Materials provided:
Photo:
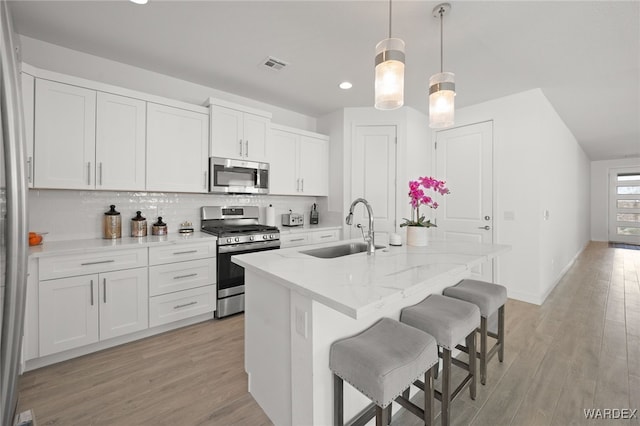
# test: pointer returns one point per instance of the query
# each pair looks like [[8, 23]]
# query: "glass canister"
[[112, 223], [138, 225], [159, 228]]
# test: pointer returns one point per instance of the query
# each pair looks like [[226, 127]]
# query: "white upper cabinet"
[[28, 98], [177, 149], [64, 147], [238, 132], [299, 162], [120, 143]]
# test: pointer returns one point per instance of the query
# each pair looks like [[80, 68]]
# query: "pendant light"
[[389, 82], [442, 86]]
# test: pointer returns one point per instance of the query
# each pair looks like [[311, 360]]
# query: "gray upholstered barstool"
[[382, 362], [450, 321], [490, 298]]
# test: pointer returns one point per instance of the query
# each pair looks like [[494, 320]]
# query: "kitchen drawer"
[[180, 252], [181, 276], [91, 263], [293, 240], [323, 236], [172, 307]]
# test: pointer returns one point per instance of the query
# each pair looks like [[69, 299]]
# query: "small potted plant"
[[418, 225]]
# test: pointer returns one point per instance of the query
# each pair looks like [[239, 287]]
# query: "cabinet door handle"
[[184, 305], [97, 263], [185, 252], [179, 277], [30, 169]]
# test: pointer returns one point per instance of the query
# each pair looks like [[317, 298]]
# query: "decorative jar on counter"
[[138, 226], [112, 224]]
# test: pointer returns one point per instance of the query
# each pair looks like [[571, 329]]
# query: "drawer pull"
[[185, 252], [97, 263], [184, 305], [179, 277]]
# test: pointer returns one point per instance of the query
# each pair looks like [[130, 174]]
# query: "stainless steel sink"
[[338, 251]]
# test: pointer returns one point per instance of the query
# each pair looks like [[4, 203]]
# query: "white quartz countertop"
[[55, 248], [358, 284]]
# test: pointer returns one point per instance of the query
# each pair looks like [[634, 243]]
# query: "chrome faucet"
[[369, 239]]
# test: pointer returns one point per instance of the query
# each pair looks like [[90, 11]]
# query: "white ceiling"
[[584, 55]]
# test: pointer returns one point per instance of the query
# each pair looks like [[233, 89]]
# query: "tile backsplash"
[[69, 215]]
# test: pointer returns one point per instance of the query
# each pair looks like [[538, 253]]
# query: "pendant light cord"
[[441, 41], [389, 18]]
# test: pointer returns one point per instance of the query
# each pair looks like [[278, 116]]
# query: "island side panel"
[[330, 325], [268, 346]]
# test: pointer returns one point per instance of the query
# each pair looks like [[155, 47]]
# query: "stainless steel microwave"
[[230, 176]]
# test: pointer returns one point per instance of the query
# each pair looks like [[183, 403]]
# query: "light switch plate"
[[301, 322]]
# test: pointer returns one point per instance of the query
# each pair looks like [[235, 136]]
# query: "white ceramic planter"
[[417, 236]]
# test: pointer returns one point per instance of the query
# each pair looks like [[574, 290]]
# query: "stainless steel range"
[[238, 231]]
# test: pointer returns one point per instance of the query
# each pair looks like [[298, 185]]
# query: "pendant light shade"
[[442, 86], [442, 92], [389, 86]]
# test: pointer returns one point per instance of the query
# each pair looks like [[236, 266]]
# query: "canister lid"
[[138, 216], [112, 211]]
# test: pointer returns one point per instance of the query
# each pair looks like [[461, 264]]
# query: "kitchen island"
[[297, 305]]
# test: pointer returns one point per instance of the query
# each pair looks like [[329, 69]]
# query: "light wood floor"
[[579, 350]]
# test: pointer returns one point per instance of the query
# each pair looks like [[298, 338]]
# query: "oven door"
[[231, 276]]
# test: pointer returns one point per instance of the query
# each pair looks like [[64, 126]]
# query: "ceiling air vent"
[[274, 64]]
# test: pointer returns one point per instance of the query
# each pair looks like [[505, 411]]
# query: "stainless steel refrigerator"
[[13, 220]]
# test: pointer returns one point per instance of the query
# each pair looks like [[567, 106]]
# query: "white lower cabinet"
[[311, 237], [77, 311], [181, 282]]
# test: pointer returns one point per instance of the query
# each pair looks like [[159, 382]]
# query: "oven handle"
[[247, 247]]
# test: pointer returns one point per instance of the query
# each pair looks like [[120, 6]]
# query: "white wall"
[[68, 215], [600, 194], [63, 60], [413, 152], [538, 166]]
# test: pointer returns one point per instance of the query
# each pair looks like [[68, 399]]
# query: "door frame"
[[611, 197], [494, 197]]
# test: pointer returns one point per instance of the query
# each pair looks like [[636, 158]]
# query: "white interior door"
[[373, 177], [624, 205], [464, 159]]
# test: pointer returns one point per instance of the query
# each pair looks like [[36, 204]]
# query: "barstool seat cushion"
[[383, 361], [447, 319], [487, 296]]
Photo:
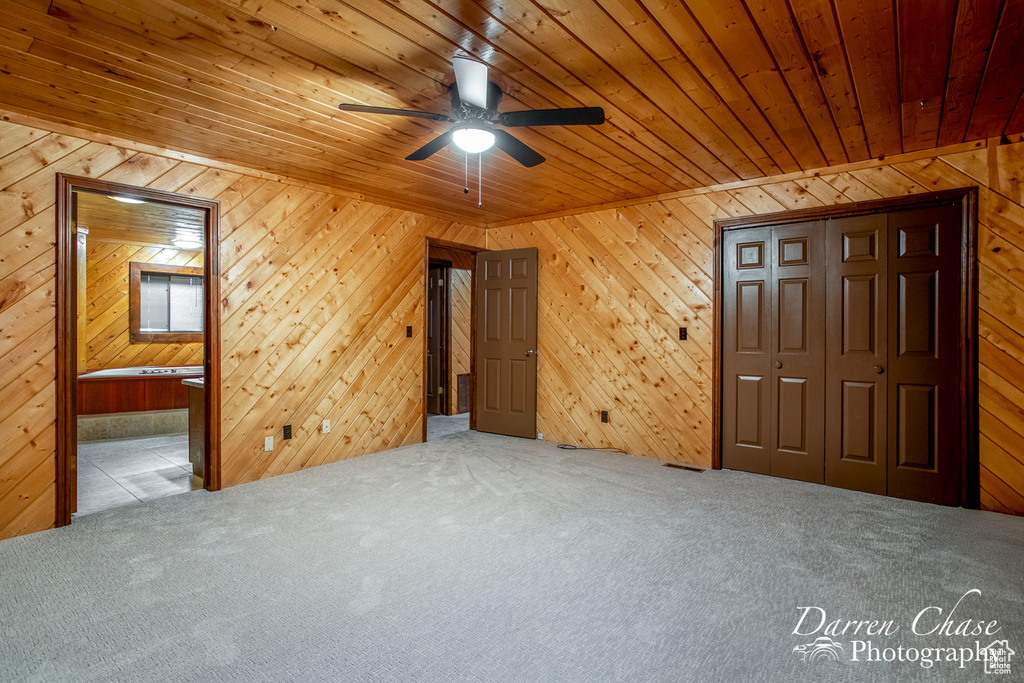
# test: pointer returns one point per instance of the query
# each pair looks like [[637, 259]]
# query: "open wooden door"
[[506, 342], [438, 314]]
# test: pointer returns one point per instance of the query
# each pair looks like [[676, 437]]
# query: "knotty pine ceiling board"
[[696, 92]]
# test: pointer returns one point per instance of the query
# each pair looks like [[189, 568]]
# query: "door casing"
[[67, 361], [970, 489], [468, 249], [442, 300]]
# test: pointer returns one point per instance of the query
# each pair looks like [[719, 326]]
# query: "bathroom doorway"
[[137, 345], [449, 363]]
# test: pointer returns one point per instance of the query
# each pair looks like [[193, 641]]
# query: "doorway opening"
[[845, 346], [137, 345], [449, 339]]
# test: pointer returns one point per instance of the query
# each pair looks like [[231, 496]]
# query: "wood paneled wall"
[[616, 284], [461, 293], [317, 289], [108, 344]]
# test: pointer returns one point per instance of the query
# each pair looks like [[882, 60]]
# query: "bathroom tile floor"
[[116, 473]]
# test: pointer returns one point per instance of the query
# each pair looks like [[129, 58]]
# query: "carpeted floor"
[[442, 426], [487, 558]]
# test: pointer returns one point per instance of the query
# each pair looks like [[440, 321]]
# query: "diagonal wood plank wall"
[[107, 325], [616, 284], [317, 289]]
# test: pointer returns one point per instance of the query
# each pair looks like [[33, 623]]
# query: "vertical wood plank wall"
[[461, 293], [317, 289], [108, 344], [615, 285]]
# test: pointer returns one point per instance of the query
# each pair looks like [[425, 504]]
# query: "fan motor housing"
[[464, 112]]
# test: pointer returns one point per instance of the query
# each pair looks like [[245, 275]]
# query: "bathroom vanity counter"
[[197, 424]]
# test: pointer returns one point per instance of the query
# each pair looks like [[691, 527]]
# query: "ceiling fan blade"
[[516, 150], [430, 147], [365, 109], [580, 116], [471, 76]]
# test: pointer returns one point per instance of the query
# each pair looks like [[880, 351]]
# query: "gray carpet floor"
[[487, 558], [442, 426]]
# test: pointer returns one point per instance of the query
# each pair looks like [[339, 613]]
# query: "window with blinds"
[[167, 303]]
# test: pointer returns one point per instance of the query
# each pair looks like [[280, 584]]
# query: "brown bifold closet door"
[[773, 363], [506, 342], [747, 286], [798, 352], [924, 354], [856, 251]]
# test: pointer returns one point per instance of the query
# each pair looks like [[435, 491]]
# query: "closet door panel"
[[747, 350], [924, 354], [798, 345], [855, 396]]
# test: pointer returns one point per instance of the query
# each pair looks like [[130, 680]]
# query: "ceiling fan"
[[474, 113]]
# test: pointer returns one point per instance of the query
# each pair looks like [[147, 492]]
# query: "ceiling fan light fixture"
[[473, 140]]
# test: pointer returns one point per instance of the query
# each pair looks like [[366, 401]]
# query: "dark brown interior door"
[[772, 363], [856, 251], [798, 350], [506, 342], [924, 354], [436, 342], [747, 349]]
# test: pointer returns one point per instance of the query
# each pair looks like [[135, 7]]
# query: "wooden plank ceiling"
[[148, 223], [696, 92]]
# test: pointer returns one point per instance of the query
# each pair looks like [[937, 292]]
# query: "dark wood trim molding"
[[445, 267], [67, 384], [135, 334], [968, 199], [469, 249]]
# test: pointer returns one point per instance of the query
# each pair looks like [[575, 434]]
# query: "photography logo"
[[822, 648], [950, 635], [997, 657]]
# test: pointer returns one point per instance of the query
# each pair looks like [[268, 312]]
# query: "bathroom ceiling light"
[[473, 140]]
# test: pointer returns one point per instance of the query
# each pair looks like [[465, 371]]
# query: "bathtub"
[[146, 371], [134, 389]]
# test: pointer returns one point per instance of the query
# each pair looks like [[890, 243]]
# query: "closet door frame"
[[967, 198]]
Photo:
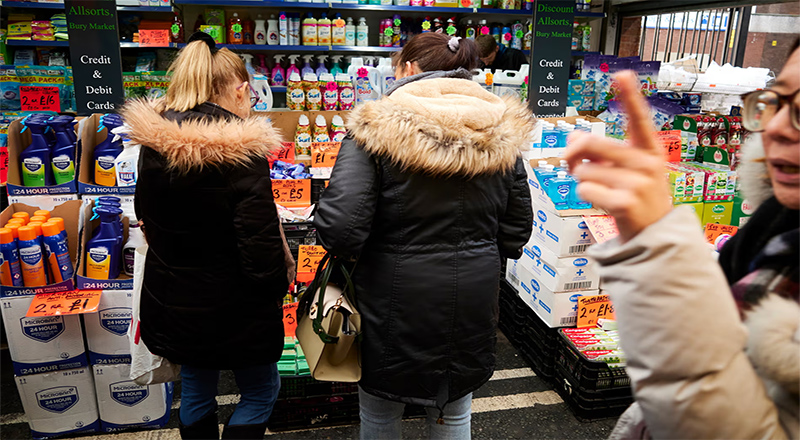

Short problem: Copy the listing word for word, from its first line through the line containing "[[112, 223], [138, 225], [159, 228]]", including both ends. Leave the pictures out of your answer.

Result below:
Photo:
# test: pointer returns one point per instance of the query
# each pair looks like [[8, 23]]
# query: "glass canister"
[[112, 223], [138, 225], [159, 228]]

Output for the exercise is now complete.